PROMPT 1 :: In the rows starting at "Can you spot the man's hand?" and ending at "x=358, y=318", swap "man's hand" for "man's wrist" and reproduce those rows with nothing else changed.

EXTRACT PROVIDED ::

..............................

Barrie Cooke Night Lake Yellow 1979. Oil
on canvas, 136 x 144 cm. Collection of the Arts Council/An Chomhairle
Ealaíon
I was
writing a novel and there was something I needed to know. The novel would be
called ‘The South’ and it would dramatize the lives of a number of painters,
two of them Irish.
I needed
to know something exact and precise about the act of making a painting, how you
started a painting, for example.
I decided
to approach the painter Barrie Cooke. He was a serious reader and he might
appreciate what I was doing. We arranged to meet one day in a Dublin gallery
where his work was showing. It was early in 1984. Standing in front of a
painting, I asked him to remember how it emerged.
‘How did
you start it? What was the start?’
‘You make
a mark,’ he said. ‘That is how you start.’
‘Any
mark?’ I asked.
‘Maybe,
but no mark is just any mark. You make the mark for a reason. It’s simply that
you don’t know the reason when you make the mark.’
‘Do you
ever discover the reason?’
‘It is
often not worth thinking about. You have begun the painting.’
I kept
this in my mind as I tried to describe in the novel how my painter worked, as
she followed, for example, the foresters in the Catalan Pyrenees: ‘She followed
the foresters with oil and board and a small easel and she painted the felling
of trees, the havoc. She was fascinated by the new colours of dead wood, of
wounded stumps by the small clearing in the forest breathing in freely while it
could…’
‘She
mixed colours carefully: the oily brown, fresh green, withered yellow mingling
with the flat cold blue of the sky, the remnants of frost and snow and the
beginnings of spring…’
And
later, when autumn came, she painted autumn: ‘It was as though a fire had
scorched the valley. Everything was coloured shades of red, or gold, or brown,
or rust...She needed ten colours: ten shades of rust, red, gold, yellow. And
out of each shade she needed to make ten more. Each stroke of the brush had to
carry a different colour, each stroke had to be a different size with a
different texture.’
Soon, it
became clear that Katherine Proctor, the painter in the novel, and her
companion Michael Graves would drift back towards Ireland. As I thought about
this, I wasn’t concerned about where in Ireland they would go. It might be
Dublin at the beginning and then anywhere, anywhere at all.
It was
only when I came to begin the return-to-Ireland chapter that this became a
problem. I was hesitating, putting the work off. I didn’t know why. One day,
however, I decided to do it, just do it: begin the chapter. No sentence would
come, though. No image appeared. My characters needed to be somewhere in
Ireland. I let my mind wander over places. But I was still stuck.
I
thought, then, of what Barrie Cooke had told me: ‘Make a mark.’ I wonder now,
almost forty years later, if someone had knocked on the door in that second, or
if I had felt a sudden pang of hunger, would I, if I had come back to the page
later, have made a different mark?
I wrote
two words, I wrote them fast, without thinking, I wrote: ‘The sea’ and then,
once more with speed and no thought, I put in a full stop and added: ‘A grey
shine on the sea.’ And that grey shine was the Wexford coast in Ireland. More
precisely, it was the place where a small stream cuts through the strand, the
place where Keatings’ house used to be before the erosion took the road and
then the hill behind it, the entire hill with the lookout post, and then the
house itself and all the outhouses.

..............................

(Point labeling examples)
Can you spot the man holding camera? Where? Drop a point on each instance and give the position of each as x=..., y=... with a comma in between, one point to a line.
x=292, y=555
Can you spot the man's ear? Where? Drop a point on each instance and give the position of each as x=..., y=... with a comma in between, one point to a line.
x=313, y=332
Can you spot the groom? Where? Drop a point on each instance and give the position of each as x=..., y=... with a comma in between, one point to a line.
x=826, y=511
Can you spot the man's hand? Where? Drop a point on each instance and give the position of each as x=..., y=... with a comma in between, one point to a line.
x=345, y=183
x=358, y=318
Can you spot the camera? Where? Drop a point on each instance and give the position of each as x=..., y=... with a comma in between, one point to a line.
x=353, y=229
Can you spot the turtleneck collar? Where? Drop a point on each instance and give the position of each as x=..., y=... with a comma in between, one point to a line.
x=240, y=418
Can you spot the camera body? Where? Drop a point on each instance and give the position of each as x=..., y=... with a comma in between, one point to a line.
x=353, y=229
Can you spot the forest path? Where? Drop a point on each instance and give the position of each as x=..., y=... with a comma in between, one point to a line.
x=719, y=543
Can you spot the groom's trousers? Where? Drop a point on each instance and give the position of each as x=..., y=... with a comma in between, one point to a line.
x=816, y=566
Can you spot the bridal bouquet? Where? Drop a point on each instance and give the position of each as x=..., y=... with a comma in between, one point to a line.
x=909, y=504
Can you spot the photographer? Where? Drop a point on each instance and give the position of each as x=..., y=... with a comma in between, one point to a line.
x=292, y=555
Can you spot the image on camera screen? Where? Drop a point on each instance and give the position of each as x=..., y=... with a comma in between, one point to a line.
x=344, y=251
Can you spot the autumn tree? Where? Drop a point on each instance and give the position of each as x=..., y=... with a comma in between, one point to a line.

..............................

PROMPT 2 :: In the extract about Barrie Cooke, why did the writer decide to approach Cooke about how a painting is started?

ANSWER 1 ::
Can you spot the man's wrist? Where? Drop a point on each instance and give the position of each as x=..., y=... with a comma in between, one point to a line.
x=345, y=183
x=358, y=318

ANSWER 2 :: Cooke was a serious reader, so the writer thought he might appreciate the project. The writer was working on a novel called 'The South' about the lives of several painters and needed exact, precise knowledge of how a painting is made.